-------- Text section
Lifting, bathing or handling residents, resident aggression and accidents involving facility equipment led the causes of injury among CNAs. Of those who were injured, 65.8 percent reported being injured more than once in the past year, 16 percent required a transfer to light duty work and 24 percent were unable to work because of their injury.

Lifting Injuries

While lifting residents is one of the most commonly reported causes of injury, the majority of survey participants reported having access to lifting equipment and using it regularly. In fact, the study found that the availability and use of lifting equipment did not significantly change the likelihood of being injured, once individual characteristics are controlled for.

"One of our main goals was to examine the relationship between assistive equipment in nursing homes and workplace injuries among CNAs," Khatutsky said. "The findings indicate that simply having lifting equipment available may not bring the benefits that are expected from it."

The surveys also showed that certain groups of CNAs were more likely to report injuries. These included new workers and those who changed jobs more frequently, received lower wages, worked mandatory overtime and felt they had inadequate time to provide personal care. In contrast, CNAs who worked in facilities where they felt respected, valued and rewarded for their work were less likely to report an injury.
----------------
-------- Data provided
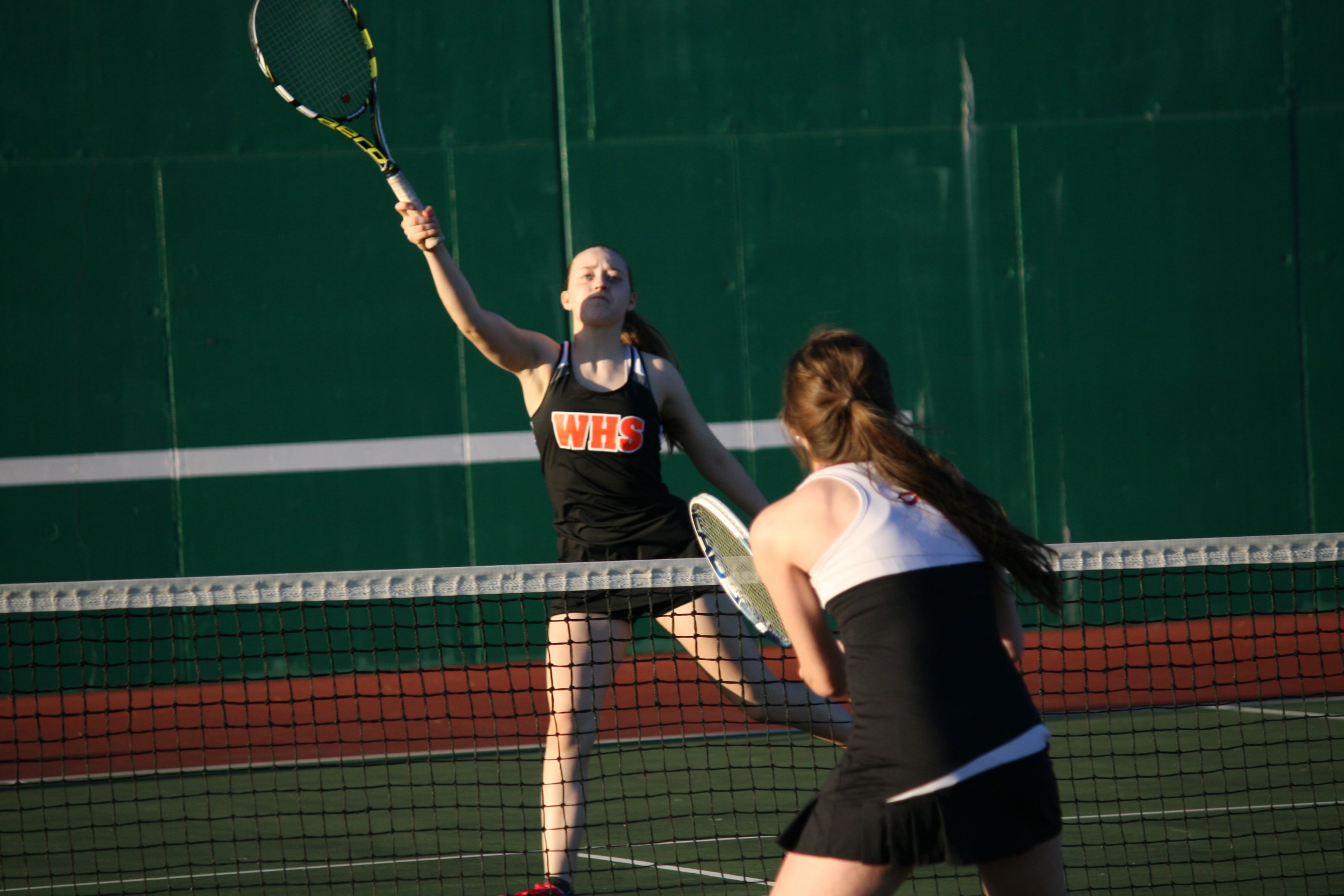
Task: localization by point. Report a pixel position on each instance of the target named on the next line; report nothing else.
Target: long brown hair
(635, 331)
(838, 395)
----------------
▸ **Exercises to complete**
a) Duplicate everything in the passage on CNA injuries from "Lifting, bathing or" down to "are controlled for.".
b) According to the passage on CNA injuries, what percentage of injured CNAs reported being injured more than once in the past year?
c) Continue the passage on CNA injuries from the point where it stops.

▸ **Results for the exercise**
a)
Lifting, bathing or handling residents, resident aggression and accidents involving facility equipment led the causes of injury among CNAs. Of those who were injured, 65.8 percent reported being injured more than once in the past year, 16 percent required a transfer to light duty work and 24 percent were unable to work because of their injury.

Lifting Injuries

While lifting residents is one of the most commonly reported causes of injury, the majority of survey participants reported having access to lifting equipment and using it regularly. In fact, the study found that the availability and use of lifting equipment did not significantly change the likelihood of being injured, once individual characteristics are controlled for.

b) 65.8 percent

c)
Workplace Interventions

Aside from the impact on workers' health, work-related injuries can negatively impact job satisfaction, contribute to job shortages and affect the overall quality of care provided by CNAs to more than 1.4 million nursing home residents across the country.

The authors suggest several interventions to improve the workplace environment could reduce the rates of CNA injury, including providing more comprehensive initial training for CNAs, reducing mandatory overtime, providing support to newly hired CNAs and making efforts to reduce job turnover.

The study, "Work-Related Injuries Among Certified Nursing Assistants Working in U.S. Nursing Homes," was conducted by researchers at RTI International and partially funded by the Retirement Research Foundation. The researchers analyzed data from the 2004 National Nursing Assistant Survey and National Nursing Home Survey, which are the most recent data available that combine responses from CNAs with information about their workplaces.